*Task directions*
Count the lines in the rows below that contain the string "background", treating uppercase and lowercase as different. Reply with the number alone.

Rows from a pointing dataset:
::::

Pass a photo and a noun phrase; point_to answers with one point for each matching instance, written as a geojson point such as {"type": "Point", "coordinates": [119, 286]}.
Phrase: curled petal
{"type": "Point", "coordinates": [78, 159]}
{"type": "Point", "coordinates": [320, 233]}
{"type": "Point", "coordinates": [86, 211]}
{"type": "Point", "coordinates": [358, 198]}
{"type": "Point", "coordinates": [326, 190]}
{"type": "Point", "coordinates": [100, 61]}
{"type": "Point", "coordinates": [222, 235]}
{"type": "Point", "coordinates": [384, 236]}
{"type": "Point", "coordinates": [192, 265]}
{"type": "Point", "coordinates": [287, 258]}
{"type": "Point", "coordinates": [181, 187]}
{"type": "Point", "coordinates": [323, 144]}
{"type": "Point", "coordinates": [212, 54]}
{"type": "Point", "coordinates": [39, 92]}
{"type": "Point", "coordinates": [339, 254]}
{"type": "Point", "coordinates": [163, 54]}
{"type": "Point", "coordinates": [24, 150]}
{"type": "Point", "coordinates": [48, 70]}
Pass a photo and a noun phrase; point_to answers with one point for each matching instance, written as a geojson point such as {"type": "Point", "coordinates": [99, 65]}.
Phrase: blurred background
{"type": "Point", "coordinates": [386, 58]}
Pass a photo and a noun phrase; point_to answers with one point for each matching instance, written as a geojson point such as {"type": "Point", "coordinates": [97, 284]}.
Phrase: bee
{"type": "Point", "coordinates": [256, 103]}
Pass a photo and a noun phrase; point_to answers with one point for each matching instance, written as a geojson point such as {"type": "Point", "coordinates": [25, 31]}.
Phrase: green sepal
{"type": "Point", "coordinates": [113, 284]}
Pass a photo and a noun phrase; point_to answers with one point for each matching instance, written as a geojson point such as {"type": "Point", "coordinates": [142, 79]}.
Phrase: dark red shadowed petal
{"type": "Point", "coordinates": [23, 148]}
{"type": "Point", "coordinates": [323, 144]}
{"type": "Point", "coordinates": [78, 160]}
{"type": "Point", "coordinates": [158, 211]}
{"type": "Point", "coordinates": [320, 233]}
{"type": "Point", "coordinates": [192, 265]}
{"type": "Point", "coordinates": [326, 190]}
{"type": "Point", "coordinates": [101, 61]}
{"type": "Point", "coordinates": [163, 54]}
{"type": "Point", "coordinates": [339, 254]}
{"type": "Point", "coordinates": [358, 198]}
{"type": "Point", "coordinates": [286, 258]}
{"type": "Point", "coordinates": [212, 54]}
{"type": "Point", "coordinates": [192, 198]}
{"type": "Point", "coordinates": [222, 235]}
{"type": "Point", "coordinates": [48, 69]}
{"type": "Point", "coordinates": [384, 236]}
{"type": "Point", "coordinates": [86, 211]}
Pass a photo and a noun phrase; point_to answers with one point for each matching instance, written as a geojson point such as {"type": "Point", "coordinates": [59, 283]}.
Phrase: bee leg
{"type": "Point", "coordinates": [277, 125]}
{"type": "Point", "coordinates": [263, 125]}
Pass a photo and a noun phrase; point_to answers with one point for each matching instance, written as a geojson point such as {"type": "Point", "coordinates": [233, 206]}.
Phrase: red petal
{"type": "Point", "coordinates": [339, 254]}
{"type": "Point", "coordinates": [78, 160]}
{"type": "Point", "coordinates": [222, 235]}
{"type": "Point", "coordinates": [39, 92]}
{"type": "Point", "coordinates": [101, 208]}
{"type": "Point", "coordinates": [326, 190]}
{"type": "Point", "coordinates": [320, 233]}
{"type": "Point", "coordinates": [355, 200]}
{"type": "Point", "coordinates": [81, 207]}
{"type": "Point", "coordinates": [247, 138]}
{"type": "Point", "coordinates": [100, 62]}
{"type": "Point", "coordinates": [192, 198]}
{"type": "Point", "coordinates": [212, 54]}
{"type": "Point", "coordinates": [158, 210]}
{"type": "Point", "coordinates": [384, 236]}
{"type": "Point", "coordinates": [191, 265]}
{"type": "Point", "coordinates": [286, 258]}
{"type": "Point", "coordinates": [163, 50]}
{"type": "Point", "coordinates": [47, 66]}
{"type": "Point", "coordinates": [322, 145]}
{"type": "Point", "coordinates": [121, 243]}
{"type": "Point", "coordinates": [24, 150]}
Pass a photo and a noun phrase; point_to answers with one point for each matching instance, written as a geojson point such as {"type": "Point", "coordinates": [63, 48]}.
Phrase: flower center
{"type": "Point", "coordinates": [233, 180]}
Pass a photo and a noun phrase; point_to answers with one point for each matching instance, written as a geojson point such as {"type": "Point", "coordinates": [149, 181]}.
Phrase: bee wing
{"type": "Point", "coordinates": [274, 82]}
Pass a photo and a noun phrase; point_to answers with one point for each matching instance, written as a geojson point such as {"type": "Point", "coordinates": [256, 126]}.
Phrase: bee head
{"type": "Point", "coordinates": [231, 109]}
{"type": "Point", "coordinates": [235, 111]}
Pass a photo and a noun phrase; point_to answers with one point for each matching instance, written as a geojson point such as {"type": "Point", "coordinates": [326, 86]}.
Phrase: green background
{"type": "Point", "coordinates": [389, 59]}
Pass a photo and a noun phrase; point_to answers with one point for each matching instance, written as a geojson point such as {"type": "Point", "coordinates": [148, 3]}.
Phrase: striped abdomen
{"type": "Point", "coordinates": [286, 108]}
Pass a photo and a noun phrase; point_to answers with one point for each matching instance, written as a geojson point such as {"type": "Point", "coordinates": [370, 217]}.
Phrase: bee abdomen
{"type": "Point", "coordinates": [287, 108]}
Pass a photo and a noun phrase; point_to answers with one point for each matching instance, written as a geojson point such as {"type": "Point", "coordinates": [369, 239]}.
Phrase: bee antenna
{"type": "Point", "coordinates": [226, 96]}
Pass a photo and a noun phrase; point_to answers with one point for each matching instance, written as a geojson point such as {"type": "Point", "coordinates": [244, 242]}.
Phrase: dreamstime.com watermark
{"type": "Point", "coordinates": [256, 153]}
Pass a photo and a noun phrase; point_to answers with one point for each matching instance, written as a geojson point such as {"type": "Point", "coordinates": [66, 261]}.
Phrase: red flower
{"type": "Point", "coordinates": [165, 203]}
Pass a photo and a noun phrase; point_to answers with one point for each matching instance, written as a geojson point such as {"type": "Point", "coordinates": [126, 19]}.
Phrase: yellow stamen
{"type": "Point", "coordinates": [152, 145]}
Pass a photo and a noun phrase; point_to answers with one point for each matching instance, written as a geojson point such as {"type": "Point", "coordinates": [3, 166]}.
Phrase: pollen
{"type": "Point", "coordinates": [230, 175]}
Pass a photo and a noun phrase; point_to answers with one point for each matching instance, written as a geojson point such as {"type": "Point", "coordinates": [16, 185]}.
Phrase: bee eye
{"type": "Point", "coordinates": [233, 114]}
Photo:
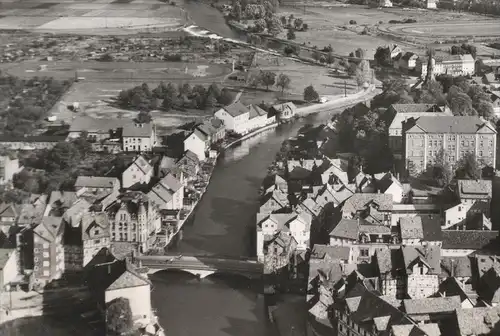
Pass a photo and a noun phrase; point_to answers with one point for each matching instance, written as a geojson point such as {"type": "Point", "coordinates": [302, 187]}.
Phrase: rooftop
{"type": "Point", "coordinates": [474, 189]}
{"type": "Point", "coordinates": [432, 305]}
{"type": "Point", "coordinates": [358, 202]}
{"type": "Point", "coordinates": [469, 239]}
{"type": "Point", "coordinates": [451, 124]}
{"type": "Point", "coordinates": [96, 182]}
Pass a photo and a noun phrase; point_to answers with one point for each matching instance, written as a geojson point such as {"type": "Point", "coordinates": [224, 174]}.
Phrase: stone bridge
{"type": "Point", "coordinates": [202, 266]}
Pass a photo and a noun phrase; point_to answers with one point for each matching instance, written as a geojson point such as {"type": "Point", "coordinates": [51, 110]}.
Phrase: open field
{"type": "Point", "coordinates": [100, 16]}
{"type": "Point", "coordinates": [303, 75]}
{"type": "Point", "coordinates": [329, 24]}
{"type": "Point", "coordinates": [119, 71]}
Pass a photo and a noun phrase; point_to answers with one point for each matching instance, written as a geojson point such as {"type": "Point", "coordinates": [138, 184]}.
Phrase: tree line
{"type": "Point", "coordinates": [25, 103]}
{"type": "Point", "coordinates": [171, 96]}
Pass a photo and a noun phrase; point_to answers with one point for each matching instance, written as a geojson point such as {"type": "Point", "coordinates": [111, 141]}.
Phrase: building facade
{"type": "Point", "coordinates": [456, 136]}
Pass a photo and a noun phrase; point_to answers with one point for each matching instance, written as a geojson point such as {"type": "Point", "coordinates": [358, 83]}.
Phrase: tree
{"type": "Point", "coordinates": [468, 167]}
{"type": "Point", "coordinates": [330, 58]}
{"type": "Point", "coordinates": [298, 23]}
{"type": "Point", "coordinates": [236, 11]}
{"type": "Point", "coordinates": [144, 117]}
{"type": "Point", "coordinates": [267, 78]}
{"type": "Point", "coordinates": [226, 97]}
{"type": "Point", "coordinates": [310, 94]}
{"type": "Point", "coordinates": [283, 82]}
{"type": "Point", "coordinates": [210, 101]}
{"type": "Point", "coordinates": [274, 26]}
{"type": "Point", "coordinates": [214, 90]}
{"type": "Point", "coordinates": [118, 316]}
{"type": "Point", "coordinates": [383, 56]}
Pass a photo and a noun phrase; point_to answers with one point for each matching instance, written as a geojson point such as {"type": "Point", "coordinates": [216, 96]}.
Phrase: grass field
{"type": "Point", "coordinates": [329, 24]}
{"type": "Point", "coordinates": [97, 15]}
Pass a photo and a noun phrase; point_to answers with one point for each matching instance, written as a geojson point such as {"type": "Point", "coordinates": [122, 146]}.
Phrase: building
{"type": "Point", "coordinates": [404, 113]}
{"type": "Point", "coordinates": [139, 137]}
{"type": "Point", "coordinates": [96, 129]}
{"type": "Point", "coordinates": [296, 225]}
{"type": "Point", "coordinates": [456, 136]}
{"type": "Point", "coordinates": [460, 243]}
{"type": "Point", "coordinates": [214, 129]}
{"type": "Point", "coordinates": [84, 238]}
{"type": "Point", "coordinates": [407, 62]}
{"type": "Point", "coordinates": [400, 211]}
{"type": "Point", "coordinates": [139, 172]}
{"type": "Point", "coordinates": [134, 219]}
{"type": "Point", "coordinates": [284, 111]}
{"type": "Point", "coordinates": [420, 230]}
{"type": "Point", "coordinates": [9, 267]}
{"type": "Point", "coordinates": [409, 271]}
{"type": "Point", "coordinates": [8, 167]}
{"type": "Point", "coordinates": [48, 250]}
{"type": "Point", "coordinates": [455, 65]}
{"type": "Point", "coordinates": [97, 184]}
{"type": "Point", "coordinates": [196, 142]}
{"type": "Point", "coordinates": [259, 118]}
{"type": "Point", "coordinates": [235, 116]}
{"type": "Point", "coordinates": [274, 201]}
{"type": "Point", "coordinates": [167, 194]}
{"type": "Point", "coordinates": [109, 278]}
{"type": "Point", "coordinates": [363, 311]}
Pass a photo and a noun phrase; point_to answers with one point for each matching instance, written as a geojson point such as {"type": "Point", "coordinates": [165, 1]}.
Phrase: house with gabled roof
{"type": "Point", "coordinates": [213, 128]}
{"type": "Point", "coordinates": [197, 142]}
{"type": "Point", "coordinates": [140, 171]}
{"type": "Point", "coordinates": [274, 201]}
{"type": "Point", "coordinates": [235, 116]}
{"type": "Point", "coordinates": [109, 278]}
{"type": "Point", "coordinates": [139, 137]}
{"type": "Point", "coordinates": [97, 183]}
{"type": "Point", "coordinates": [48, 250]}
{"type": "Point", "coordinates": [167, 194]}
{"type": "Point", "coordinates": [409, 271]}
{"type": "Point", "coordinates": [426, 137]}
{"type": "Point", "coordinates": [296, 225]}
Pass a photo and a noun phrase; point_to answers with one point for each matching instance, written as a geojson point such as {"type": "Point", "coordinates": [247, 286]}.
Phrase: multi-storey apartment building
{"type": "Point", "coordinates": [456, 136]}
{"type": "Point", "coordinates": [134, 219]}
{"type": "Point", "coordinates": [48, 249]}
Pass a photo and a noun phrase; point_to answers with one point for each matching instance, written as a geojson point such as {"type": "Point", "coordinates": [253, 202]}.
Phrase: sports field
{"type": "Point", "coordinates": [98, 16]}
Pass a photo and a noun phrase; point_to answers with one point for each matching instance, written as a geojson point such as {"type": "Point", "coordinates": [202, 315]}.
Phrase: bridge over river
{"type": "Point", "coordinates": [202, 265]}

::::

*Solved problem*
2